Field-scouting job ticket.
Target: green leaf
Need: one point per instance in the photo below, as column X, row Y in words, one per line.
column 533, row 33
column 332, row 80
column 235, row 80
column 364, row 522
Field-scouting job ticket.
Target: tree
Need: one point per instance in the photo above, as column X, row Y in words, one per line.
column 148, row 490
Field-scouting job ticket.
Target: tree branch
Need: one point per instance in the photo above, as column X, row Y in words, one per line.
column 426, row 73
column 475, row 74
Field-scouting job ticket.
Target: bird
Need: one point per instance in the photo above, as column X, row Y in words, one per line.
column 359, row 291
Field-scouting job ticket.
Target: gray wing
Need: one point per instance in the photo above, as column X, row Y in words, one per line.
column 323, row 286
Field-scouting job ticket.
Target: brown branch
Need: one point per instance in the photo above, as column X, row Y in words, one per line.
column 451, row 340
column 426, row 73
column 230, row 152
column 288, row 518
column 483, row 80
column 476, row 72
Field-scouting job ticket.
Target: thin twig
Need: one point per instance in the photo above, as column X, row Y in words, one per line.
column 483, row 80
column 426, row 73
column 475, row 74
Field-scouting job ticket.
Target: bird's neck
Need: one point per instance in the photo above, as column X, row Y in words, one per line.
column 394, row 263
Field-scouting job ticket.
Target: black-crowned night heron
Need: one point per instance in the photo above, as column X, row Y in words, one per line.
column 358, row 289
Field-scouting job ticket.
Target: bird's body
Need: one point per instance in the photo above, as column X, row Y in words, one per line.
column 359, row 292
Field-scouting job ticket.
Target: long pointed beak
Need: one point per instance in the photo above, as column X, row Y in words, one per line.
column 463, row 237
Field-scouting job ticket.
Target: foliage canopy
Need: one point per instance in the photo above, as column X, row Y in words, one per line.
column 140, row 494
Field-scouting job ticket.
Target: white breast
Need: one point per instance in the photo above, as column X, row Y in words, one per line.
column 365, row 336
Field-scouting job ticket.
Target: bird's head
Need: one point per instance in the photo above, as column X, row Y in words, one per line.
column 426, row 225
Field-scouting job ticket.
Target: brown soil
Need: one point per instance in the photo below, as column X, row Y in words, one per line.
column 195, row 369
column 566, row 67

■ **EXERCISE AIM**
All of the data above should be written out again word for word.

■ **WRITTEN SOLUTION**
Field-scouting job ticket.
Target: green leaf
Need: one point per instance in the photo below, as column X, row Y in words, one per line.
column 533, row 33
column 332, row 80
column 235, row 80
column 364, row 522
Field-scouting job ticket.
Target: tree
Need: one point per instance in the photo above, as column X, row Y in words, one per line.
column 148, row 490
Field-scouting job ticket.
Target: tree branch
Need: one point per instance in the photo above, as column X, row Y in words, one per line.
column 426, row 73
column 475, row 74
Field-scouting job ticket.
Target: bird
Need: one point per instance in the photo above, as column X, row Y in words, one per line.
column 359, row 291
Field-scouting job ticket.
Target: gray wing
Need: one point per instance in the photo above, as column X, row Y in words, one per line.
column 323, row 286
Field-scouting job ticket.
Target: brown branch
Need: one point per instance in the photo above, as column X, row Y in words, one per line.
column 451, row 340
column 426, row 73
column 230, row 152
column 288, row 518
column 483, row 80
column 476, row 72
Field-scouting job ticket.
Target: thin twig
Need: one point per instance in the photo above, as column X, row Y in words, one per line.
column 483, row 80
column 426, row 73
column 475, row 74
Field-scouting job ticket.
Target: bird's neck
Need: one point per instance in the photo above, as column X, row Y in words, one per line.
column 394, row 263
Field-scouting job ticket.
Target: black-crowned night heron
Need: one point per instance in the photo above, as column X, row Y in words, one per line.
column 358, row 289
Field-scouting job ticket.
Target: bird's body
Need: one point per instance in the photo above, as column X, row Y in words, one per line.
column 359, row 292
Field-scouting job ticket.
Target: long pointed beak
Need: one point per instance in the photo above, as column X, row Y in words, one per line.
column 463, row 237
Field-scouting job ticket.
Target: foliage canopy
Need: one point per instance in the photo above, as column X, row Y in words, one per line.
column 140, row 494
Field-scouting job ticket.
Target: white breast
Need: one point per instance in the photo above, as column X, row Y in words, one per line.
column 365, row 336
Field-scouting job ticket.
Target: bird's head
Need: one point per instance in the photo above, as column X, row Y in words, one per line.
column 426, row 225
Field-scouting job ticket.
Target: brown soil
Need: one point per instance in the photo below, as column X, row Y in words, one per line.
column 195, row 369
column 566, row 67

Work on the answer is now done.